Records from a data collection:

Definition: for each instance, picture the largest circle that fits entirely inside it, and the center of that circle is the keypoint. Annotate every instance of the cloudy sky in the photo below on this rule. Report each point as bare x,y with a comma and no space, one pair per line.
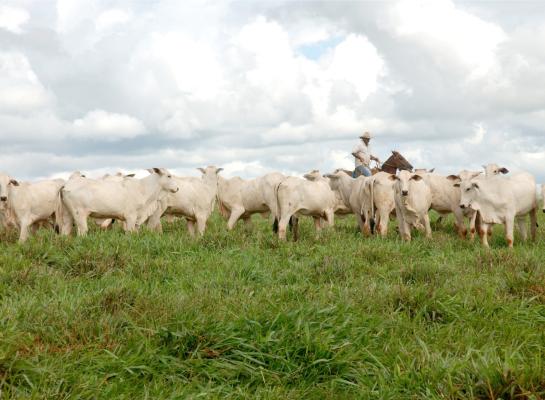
255,86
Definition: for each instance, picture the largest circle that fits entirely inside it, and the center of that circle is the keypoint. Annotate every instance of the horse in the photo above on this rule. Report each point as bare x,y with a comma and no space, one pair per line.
395,162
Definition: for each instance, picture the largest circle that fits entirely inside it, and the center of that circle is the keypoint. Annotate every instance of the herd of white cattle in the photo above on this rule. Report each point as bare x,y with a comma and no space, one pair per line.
477,200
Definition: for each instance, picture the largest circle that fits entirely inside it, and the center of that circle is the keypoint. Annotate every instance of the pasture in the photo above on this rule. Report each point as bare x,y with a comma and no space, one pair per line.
241,315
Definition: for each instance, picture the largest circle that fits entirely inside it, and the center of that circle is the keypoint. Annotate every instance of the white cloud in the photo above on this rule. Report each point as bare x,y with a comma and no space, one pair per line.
13,18
103,125
20,87
110,18
449,31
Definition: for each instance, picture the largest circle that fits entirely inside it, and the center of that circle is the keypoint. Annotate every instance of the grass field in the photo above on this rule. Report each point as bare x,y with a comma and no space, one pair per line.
240,315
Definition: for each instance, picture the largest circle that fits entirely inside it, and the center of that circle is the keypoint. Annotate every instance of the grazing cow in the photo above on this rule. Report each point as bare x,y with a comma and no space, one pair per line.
379,202
543,195
502,200
470,214
413,199
311,196
349,192
27,205
128,200
195,201
494,169
239,198
446,199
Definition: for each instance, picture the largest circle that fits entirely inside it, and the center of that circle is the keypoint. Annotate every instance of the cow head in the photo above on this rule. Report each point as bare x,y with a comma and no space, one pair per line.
494,169
210,174
403,182
4,183
313,175
543,195
469,189
165,179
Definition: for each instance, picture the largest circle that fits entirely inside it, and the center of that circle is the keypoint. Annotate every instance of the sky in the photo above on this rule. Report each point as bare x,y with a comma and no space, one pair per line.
258,86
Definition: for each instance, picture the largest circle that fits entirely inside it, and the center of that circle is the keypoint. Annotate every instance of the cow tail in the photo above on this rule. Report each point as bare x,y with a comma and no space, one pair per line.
372,216
276,212
59,211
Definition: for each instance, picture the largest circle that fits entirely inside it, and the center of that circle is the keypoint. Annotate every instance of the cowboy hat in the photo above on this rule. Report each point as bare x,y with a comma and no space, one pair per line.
366,135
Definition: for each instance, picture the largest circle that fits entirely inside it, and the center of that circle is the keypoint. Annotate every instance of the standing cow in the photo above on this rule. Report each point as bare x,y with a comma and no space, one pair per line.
26,205
239,198
502,200
129,200
194,201
311,196
412,201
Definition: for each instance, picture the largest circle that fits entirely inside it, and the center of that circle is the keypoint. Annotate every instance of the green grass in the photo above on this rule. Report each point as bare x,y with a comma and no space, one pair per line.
241,315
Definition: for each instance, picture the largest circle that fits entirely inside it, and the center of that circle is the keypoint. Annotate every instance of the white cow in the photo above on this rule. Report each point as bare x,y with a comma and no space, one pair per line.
494,169
349,191
195,201
413,199
105,223
379,202
239,198
502,200
446,199
128,200
27,205
298,196
543,195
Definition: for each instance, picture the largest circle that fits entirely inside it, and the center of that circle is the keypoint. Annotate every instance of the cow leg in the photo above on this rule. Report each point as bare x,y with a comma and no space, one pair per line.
330,217
317,224
248,223
24,226
359,219
106,223
191,227
295,227
509,228
427,226
523,229
383,220
201,224
483,233
130,223
81,223
282,226
472,225
533,223
236,213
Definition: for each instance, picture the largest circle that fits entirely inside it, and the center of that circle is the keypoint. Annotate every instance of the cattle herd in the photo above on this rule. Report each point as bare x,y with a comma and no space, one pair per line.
477,200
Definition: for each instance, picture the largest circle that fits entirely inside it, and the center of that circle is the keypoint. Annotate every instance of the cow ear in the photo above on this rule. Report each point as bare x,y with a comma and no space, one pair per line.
454,178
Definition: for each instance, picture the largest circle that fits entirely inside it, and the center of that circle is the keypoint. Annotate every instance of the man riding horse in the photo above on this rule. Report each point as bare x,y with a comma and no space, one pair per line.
363,157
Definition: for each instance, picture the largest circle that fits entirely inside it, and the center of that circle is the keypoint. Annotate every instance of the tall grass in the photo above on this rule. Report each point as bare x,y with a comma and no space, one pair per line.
241,315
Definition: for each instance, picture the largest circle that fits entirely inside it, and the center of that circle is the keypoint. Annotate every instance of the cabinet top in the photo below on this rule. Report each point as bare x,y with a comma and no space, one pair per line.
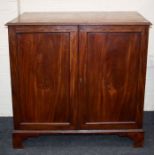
79,18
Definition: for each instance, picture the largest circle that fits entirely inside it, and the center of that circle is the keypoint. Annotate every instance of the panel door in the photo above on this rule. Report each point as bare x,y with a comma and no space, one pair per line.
108,77
44,76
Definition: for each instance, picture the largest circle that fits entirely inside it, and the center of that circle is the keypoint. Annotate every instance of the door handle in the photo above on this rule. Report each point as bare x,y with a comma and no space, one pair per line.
80,80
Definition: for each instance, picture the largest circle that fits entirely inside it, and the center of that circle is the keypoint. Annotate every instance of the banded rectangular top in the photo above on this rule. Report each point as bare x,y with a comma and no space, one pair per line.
79,18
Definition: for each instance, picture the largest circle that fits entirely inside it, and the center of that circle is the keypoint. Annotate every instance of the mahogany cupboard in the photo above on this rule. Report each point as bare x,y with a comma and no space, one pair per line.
77,73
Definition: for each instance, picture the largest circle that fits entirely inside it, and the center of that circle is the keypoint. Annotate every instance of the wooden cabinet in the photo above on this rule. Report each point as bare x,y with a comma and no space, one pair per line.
75,74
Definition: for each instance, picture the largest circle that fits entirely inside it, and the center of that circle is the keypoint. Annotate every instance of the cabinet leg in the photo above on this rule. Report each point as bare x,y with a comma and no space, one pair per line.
17,141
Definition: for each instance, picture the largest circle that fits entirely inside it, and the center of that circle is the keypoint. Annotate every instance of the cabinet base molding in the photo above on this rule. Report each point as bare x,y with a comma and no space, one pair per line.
137,135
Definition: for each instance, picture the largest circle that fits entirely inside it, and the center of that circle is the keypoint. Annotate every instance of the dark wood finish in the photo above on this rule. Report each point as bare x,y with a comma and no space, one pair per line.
109,63
79,78
80,18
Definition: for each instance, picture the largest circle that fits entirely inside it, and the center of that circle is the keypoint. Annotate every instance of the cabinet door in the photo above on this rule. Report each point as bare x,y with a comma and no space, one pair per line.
108,77
44,76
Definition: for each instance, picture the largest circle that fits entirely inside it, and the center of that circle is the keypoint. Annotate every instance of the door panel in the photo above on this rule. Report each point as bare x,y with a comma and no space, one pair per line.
46,79
108,68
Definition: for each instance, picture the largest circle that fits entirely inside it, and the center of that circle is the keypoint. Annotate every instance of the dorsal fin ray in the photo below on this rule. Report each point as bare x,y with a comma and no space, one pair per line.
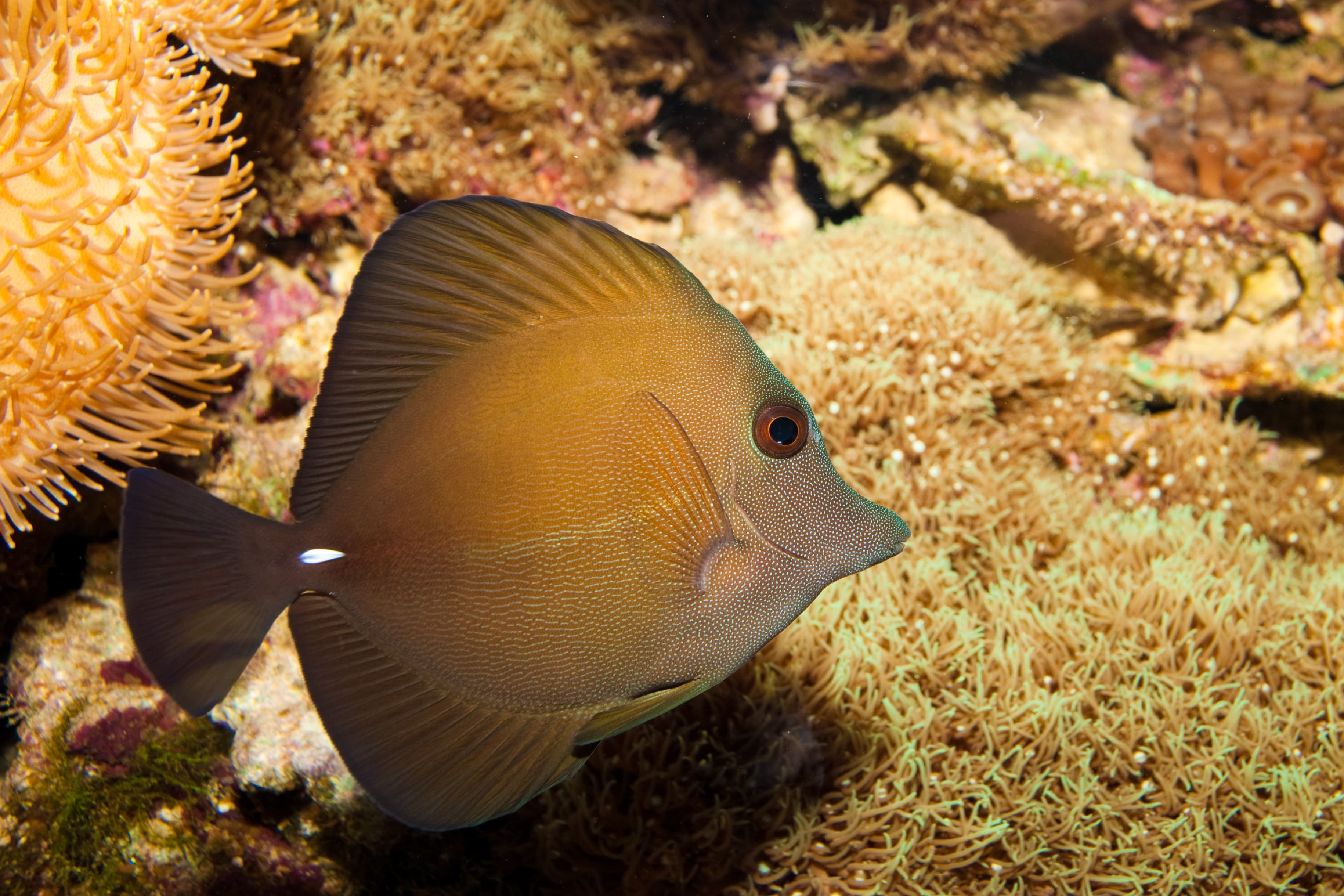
452,276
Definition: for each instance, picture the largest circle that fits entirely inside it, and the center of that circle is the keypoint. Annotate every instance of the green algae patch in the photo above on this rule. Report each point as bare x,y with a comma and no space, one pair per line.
84,814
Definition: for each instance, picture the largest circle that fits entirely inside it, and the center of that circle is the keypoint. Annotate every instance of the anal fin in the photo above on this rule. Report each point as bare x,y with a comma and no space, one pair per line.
636,712
427,757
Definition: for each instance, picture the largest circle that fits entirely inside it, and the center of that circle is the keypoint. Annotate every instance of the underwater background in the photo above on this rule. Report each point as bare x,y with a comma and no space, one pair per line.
1059,279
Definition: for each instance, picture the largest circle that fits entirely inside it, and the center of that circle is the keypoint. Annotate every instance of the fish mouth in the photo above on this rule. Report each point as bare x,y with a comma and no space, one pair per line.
733,496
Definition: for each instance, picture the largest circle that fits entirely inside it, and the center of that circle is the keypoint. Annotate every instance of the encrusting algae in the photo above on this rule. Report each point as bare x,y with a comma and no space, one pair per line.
111,319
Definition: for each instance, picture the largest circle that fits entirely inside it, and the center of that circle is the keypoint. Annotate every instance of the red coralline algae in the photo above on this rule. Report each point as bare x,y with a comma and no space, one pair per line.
120,733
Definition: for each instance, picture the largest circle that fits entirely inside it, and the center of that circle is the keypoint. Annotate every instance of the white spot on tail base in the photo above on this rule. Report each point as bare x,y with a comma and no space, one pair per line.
319,555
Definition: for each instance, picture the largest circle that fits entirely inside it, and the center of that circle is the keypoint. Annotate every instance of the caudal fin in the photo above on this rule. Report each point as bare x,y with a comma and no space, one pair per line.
199,585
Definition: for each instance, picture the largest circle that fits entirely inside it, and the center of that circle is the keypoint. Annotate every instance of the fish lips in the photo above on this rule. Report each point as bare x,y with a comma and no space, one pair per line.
853,536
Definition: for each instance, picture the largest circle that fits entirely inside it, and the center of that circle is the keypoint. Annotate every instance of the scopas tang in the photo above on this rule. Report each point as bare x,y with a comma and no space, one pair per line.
550,491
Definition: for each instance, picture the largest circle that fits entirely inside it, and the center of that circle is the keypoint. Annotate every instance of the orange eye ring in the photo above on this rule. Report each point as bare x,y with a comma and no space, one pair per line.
780,430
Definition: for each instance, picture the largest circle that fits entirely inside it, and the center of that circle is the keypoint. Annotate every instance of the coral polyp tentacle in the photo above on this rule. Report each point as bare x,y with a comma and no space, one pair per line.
106,303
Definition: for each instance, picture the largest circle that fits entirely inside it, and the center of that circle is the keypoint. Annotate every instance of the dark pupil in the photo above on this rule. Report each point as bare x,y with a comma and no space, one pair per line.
784,430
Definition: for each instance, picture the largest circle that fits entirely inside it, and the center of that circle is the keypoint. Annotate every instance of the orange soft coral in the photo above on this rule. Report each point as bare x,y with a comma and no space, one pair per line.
108,229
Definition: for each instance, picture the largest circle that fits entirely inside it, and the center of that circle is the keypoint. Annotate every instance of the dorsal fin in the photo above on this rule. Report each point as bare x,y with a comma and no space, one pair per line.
455,275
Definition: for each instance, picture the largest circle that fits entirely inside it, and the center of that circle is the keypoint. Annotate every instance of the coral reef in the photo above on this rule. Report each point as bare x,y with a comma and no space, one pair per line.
115,790
111,323
1109,643
437,98
1238,303
1074,676
1226,131
401,104
744,58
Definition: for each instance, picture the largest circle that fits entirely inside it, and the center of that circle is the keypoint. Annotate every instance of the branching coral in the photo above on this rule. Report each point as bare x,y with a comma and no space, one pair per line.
109,316
1076,678
1249,136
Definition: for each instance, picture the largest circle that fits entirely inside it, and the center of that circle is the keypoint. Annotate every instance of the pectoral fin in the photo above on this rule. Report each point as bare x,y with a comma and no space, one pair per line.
680,518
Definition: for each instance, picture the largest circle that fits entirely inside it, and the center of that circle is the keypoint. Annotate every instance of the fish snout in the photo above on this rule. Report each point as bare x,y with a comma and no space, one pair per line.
875,535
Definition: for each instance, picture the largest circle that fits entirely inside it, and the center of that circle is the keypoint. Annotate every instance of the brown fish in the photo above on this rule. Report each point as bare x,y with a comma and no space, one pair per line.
550,491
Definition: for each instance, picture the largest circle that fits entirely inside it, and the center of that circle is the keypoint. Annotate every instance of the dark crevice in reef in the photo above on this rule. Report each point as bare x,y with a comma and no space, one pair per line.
1315,420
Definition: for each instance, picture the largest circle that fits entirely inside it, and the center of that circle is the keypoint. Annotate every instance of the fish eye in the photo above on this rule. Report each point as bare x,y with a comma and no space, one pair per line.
781,430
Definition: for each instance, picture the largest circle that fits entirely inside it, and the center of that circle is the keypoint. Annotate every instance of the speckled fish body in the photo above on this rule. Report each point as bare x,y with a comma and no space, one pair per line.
542,502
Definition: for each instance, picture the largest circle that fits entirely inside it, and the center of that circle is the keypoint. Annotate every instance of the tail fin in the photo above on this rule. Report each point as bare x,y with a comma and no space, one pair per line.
201,584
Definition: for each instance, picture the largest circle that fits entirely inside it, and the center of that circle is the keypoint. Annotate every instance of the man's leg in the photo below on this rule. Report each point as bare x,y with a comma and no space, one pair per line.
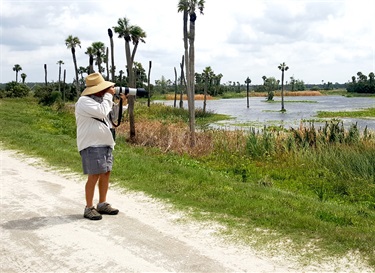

**GIVEN REQUEST**
Collect every line of the records above that contains the word "polyp", and reproduce each such line in full.

**OUTPUT OF THE TASK**
Definition: for each instance, picture the largest circle that fits entirely inside it, and the center of that circle is the keypoint. Annotate every instance of the coral polyp tentacle in the photo above on this rule. Report each point as bare x,y with a comma and no space, one pair per line.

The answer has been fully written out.